### WHAT YOU NEED TO DO
Extract the data exactly, missing nothing.

━━━━━━━━

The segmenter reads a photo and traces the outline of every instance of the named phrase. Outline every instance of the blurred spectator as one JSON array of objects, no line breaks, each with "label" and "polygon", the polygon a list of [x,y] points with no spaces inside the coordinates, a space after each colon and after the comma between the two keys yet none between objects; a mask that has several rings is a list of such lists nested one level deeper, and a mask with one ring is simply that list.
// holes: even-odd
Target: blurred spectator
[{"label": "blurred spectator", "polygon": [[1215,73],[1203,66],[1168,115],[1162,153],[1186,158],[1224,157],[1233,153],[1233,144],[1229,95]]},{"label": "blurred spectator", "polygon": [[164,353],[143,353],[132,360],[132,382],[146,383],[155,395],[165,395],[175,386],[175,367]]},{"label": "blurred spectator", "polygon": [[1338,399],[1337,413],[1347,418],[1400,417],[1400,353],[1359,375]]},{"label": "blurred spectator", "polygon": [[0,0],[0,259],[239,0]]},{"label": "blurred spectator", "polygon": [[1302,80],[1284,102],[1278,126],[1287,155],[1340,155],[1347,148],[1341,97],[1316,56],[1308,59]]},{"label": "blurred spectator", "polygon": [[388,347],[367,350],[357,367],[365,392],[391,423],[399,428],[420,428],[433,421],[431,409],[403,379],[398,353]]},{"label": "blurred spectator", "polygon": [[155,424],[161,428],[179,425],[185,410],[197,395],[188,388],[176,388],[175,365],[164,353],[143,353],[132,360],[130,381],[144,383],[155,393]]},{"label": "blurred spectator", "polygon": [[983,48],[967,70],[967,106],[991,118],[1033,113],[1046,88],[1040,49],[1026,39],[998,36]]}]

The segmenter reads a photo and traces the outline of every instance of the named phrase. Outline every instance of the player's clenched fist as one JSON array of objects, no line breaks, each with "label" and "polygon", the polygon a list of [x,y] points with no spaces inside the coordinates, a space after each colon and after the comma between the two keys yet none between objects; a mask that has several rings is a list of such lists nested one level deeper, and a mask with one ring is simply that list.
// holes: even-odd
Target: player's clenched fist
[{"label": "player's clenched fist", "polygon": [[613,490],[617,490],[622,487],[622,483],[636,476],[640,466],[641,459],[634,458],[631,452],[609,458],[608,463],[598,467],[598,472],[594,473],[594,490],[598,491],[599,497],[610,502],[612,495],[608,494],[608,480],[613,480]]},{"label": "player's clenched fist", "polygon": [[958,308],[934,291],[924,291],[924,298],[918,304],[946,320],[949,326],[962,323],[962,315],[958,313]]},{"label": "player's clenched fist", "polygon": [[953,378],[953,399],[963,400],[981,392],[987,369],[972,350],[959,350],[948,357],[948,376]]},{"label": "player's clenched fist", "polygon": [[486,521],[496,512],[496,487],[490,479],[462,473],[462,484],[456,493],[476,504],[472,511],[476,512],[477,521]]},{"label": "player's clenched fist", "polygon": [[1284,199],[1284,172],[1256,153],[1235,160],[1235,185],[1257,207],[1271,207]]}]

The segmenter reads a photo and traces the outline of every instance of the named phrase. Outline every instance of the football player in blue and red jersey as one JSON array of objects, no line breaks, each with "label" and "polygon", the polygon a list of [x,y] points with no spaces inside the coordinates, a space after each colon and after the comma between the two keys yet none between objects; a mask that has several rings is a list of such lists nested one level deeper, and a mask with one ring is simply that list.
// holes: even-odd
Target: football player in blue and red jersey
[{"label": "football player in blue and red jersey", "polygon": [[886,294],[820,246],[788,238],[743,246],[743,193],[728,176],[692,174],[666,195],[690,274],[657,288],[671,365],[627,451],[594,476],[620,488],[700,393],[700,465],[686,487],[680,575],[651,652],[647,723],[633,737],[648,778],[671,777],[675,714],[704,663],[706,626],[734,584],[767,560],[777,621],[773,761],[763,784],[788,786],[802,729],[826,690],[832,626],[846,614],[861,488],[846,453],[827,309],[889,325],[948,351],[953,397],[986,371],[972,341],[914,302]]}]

━━━━━━━━

### WRITTEN RESPONSE
The segmenter reads a photo and traces the outline of every instance of the named phrase. Outline every instance of the blurred spectator as one JSON array of objects, no line breaks, each with "label" and "polygon", the polygon a list of [x,y] points with no spaces inside the coordinates, a space after each colon and after the comma between the two keys yet none between objects; a mask that has several rings is a list of such lists nested one level deeper, and a mask with one ring is simply that list.
// holes: even-odd
Target: blurred spectator
[{"label": "blurred spectator", "polygon": [[1215,73],[1203,66],[1168,115],[1162,153],[1186,158],[1224,157],[1233,153],[1233,144],[1229,95]]},{"label": "blurred spectator", "polygon": [[164,353],[143,353],[132,360],[132,382],[146,383],[155,395],[165,395],[175,386],[175,367]]},{"label": "blurred spectator", "polygon": [[1338,399],[1337,413],[1347,418],[1400,417],[1400,353],[1359,375]]},{"label": "blurred spectator", "polygon": [[0,0],[0,259],[239,0]]},{"label": "blurred spectator", "polygon": [[1302,80],[1284,102],[1278,126],[1287,155],[1340,155],[1347,148],[1341,97],[1316,56],[1308,59]]},{"label": "blurred spectator", "polygon": [[388,347],[367,350],[357,367],[365,392],[391,423],[399,428],[420,428],[433,421],[431,409],[403,379],[398,353]]},{"label": "blurred spectator", "polygon": [[155,424],[161,428],[179,425],[185,410],[197,395],[188,388],[176,388],[175,365],[164,353],[143,353],[132,360],[130,381],[144,383],[155,393]]},{"label": "blurred spectator", "polygon": [[983,48],[967,70],[967,106],[991,118],[1033,113],[1046,88],[1040,49],[1026,39],[998,36]]}]

The segmenter reads a photo and traces the outline of every instance of the named phrase. Outline every instance of the player's clenched fist as one JSON array of objects, no line breaks, each with "label" and "polygon", the polygon a list of [x,y] points with no spaces inside the coordinates, a space after each colon and after the comma between the two keys yet none between objects; a mask that has several rings is a list of such lists nested one level deeper, and a mask with one ring is simply that list.
// holes: even-odd
Target: player's clenched fist
[{"label": "player's clenched fist", "polygon": [[613,490],[617,490],[622,487],[622,483],[636,476],[640,466],[641,459],[634,458],[631,452],[609,458],[608,463],[598,467],[598,472],[594,473],[594,490],[598,491],[599,497],[610,502],[612,495],[608,494],[608,480],[613,480]]},{"label": "player's clenched fist", "polygon": [[958,308],[934,291],[924,291],[924,298],[918,304],[946,320],[949,326],[962,323],[962,315],[958,313]]},{"label": "player's clenched fist", "polygon": [[953,378],[953,399],[963,400],[981,392],[987,369],[972,350],[959,350],[948,357],[948,376]]},{"label": "player's clenched fist", "polygon": [[486,521],[496,512],[496,487],[490,479],[462,473],[462,484],[456,493],[476,504],[472,511],[476,512],[477,521]]},{"label": "player's clenched fist", "polygon": [[1284,199],[1284,172],[1256,153],[1235,160],[1235,185],[1257,207],[1271,207]]}]

The segmenter reads a photo and traces the outline of every instance of the named phrase. Outline every instance of the football player in blue and red jersey as one JSON array of objects, no line breaks, each with "label" and "polygon", the polygon a list of [x,y] points with no spaces inside the coordinates, a space after each colon and after the comma between the two keys yet none between objects; a mask that has several rings is a list of such lists nested one level deeper, and a mask with one ring is simply that list.
// holes: even-odd
Target: football player in blue and red jersey
[{"label": "football player in blue and red jersey", "polygon": [[886,294],[820,246],[788,238],[743,246],[743,193],[728,176],[692,174],[666,195],[690,274],[657,288],[671,365],[627,451],[594,476],[620,488],[700,393],[700,465],[686,487],[680,575],[651,652],[647,723],[633,737],[648,778],[671,777],[675,714],[704,663],[706,626],[734,584],[767,560],[777,621],[773,761],[763,784],[788,786],[802,729],[826,690],[832,626],[846,614],[861,488],[846,453],[827,309],[889,325],[948,351],[953,397],[986,371],[972,341],[914,302]]}]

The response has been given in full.